SAKYAMUNI, yang dipercaya umat Buddha sekte Lama di Tibet
sebagai pendiri kepercayaan Buddha, pada abad ke 5 Sebelum
Masehi pernah meramalkan masa gelap itu. Menjelang abad ke 20
Masehi, katanya, agama Buddha akan rontok dan musnah. Para biksu
Lama, sesudah 20 tahun hidup di bawah tekanan politik pemerintah
RRC, tidak menyangkalnya.
Banyak cerita pahit dari kehidupan keagamaan di Tibet
diungkapkan para biksu tadi kepada rombongan wartawan asing yang
sengaja diundang RRC baru-baru ini menengok negeri yang dijuluki
Atap Dunia. Namun Peking tampaknya berusaha memugar pendapat
dunia tentang peranannya di Tibet selama 20 tahun ini.
Maret 1959, hanya dalam 2 hari, Tentara Pembebasan Rakyat yang
disemangati ketua Mao dengan kampanye Seratus Bunga Mekar
menumpas pemberontakan rakyat Tibet. Peking ketika itu berdalih,
Tibet yang merupakan bagian Cina sejak lama, sudah mengalami
kemerosotan moral dan kehidupan demokrasi. India, seperti
diungkapkan seorang gembong pemberontak kepada para wartawan
asing, disebut berdiri di belakang pemberontakan itu. Lhalu
Cewangdoje, 65 tahun --pernah meringkuk selama 6 tahun karena
memimpin 10.000 pemberontak -- membuat pengakuan itu. "Kami
telah membayar senjata India, sebelum kehilangan segalanya,"
kata Lhalu yang kini menjadi birokrat dengan posisi baik di
Tibet.
Kalimpong, kota kecil di India yang berbatasan dengan Tibet,
disebut sebagai pusat pemberontakan. Tiga hari setelah Tentara
Pembebasan melakukan aksinya, 4.000 pemberontak telah ditahan.
Disita sejumlah senjata ringan dan berat, meriam, dan lebih 10
juta butir peluru. Semuanya buatan India. Pemerintah Nehru
ketika itu, di Majelis Rendah India, memberikan bantahannya.
Tapi kemudian diketahui, India mengijinkan pemimpin keagamaan
Tibet, Dalai Lama, bersama 80.000 pengikutnya mengungsi di kota
kecil, Dharamsala yang berbatasan dengan Tibet.

======

→ TUJUAN:
Jawab pertanyaan berikut berdasarkan teks tentang Tibet di atas.
(a) Kapan Tentara Pembebasan Rakyat menumpas pemberontakan rakyat Tibet, dan berapa lama waktu yang dibutuhkan?
(b) Kota apa yang disebut sebagai pusat pemberontakan?
(c) Berapa jumlah pengikut yang mengungsi bersama Dalai Lama, dan di kota mana mereka mengungsi?
Materi di bawah ini tidak berperan apa pun di sini.

======

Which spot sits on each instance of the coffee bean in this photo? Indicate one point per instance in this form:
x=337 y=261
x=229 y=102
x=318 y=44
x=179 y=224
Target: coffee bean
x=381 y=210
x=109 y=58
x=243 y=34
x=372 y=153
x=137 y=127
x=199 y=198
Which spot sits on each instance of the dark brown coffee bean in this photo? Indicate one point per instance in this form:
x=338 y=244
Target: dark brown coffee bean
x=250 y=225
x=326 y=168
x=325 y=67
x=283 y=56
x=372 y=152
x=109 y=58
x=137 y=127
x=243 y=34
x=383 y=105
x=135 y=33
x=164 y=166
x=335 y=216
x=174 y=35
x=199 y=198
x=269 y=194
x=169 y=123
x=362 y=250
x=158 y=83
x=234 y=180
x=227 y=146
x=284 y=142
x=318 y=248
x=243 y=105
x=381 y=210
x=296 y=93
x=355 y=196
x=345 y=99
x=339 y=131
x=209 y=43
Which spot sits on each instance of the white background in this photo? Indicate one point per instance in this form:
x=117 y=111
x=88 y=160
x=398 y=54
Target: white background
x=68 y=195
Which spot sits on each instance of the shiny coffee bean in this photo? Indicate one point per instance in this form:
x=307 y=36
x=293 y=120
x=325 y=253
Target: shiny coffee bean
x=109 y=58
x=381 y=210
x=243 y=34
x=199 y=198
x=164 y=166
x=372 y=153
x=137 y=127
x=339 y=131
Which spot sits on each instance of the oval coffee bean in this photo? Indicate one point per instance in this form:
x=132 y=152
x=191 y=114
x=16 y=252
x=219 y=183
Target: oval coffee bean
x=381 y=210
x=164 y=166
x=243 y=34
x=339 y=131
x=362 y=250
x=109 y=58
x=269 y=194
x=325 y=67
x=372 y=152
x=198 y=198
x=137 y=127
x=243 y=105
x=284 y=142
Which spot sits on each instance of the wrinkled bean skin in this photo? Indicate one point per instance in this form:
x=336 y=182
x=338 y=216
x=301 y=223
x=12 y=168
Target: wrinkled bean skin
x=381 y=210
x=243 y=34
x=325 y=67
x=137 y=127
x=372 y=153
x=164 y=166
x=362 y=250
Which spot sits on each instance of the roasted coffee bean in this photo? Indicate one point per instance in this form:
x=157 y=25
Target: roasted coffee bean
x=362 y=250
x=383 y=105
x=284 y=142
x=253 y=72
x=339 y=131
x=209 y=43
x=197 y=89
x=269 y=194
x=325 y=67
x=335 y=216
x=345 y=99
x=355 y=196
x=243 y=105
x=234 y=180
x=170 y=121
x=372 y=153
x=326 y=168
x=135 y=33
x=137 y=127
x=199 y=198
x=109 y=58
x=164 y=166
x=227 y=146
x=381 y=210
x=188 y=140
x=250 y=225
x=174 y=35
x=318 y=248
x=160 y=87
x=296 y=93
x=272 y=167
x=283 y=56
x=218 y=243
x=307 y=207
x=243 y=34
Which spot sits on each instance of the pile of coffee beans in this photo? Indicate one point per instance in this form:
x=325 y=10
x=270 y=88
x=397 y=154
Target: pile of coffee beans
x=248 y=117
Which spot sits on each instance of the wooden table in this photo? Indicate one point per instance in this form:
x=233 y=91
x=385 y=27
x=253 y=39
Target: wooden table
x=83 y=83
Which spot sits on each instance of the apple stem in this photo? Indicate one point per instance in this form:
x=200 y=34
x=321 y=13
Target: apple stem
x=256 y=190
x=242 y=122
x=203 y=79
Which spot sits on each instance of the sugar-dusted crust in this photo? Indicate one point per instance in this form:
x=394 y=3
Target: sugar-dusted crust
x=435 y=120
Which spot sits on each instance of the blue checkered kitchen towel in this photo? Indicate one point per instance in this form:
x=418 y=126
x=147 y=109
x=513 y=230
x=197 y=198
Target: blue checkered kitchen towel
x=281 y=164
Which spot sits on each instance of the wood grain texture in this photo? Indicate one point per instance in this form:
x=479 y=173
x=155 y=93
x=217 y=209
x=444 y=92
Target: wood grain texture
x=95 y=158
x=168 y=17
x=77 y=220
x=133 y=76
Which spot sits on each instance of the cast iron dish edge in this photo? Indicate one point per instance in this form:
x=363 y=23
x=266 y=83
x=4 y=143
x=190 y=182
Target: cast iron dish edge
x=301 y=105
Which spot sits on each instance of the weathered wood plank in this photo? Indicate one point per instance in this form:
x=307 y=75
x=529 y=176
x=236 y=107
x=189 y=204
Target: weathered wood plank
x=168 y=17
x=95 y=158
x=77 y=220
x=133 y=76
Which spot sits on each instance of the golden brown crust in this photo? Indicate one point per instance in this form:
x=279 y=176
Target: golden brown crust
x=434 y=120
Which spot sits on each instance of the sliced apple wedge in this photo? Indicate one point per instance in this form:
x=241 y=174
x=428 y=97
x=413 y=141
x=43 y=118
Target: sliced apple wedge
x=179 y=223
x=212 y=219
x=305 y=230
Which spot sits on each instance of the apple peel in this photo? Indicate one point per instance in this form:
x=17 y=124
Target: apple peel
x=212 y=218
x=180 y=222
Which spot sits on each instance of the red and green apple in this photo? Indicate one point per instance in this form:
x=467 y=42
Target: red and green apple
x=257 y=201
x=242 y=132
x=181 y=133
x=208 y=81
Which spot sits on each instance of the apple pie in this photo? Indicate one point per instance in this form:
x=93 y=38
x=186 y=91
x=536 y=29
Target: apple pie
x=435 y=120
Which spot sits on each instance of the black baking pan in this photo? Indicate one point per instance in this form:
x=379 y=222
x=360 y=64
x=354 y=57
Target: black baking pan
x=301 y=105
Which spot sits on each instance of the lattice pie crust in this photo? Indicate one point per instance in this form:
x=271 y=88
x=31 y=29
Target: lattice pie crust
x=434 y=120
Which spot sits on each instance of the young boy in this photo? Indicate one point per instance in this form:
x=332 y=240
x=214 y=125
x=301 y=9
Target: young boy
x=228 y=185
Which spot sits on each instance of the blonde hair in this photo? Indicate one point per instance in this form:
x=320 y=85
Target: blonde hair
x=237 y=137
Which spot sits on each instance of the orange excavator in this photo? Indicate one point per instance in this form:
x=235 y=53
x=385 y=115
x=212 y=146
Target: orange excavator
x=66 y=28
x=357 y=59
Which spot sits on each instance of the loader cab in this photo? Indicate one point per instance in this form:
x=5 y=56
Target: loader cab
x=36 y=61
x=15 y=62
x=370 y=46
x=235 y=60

======

→ JAWABAN:
(a) Pada Maret 1959, hanya dalam 2 hari.
(b) Kalimpong, kota kecil di India yang berbatasan dengan Tibet.
(c) 80.000 pengikut, di kota Dharamsala.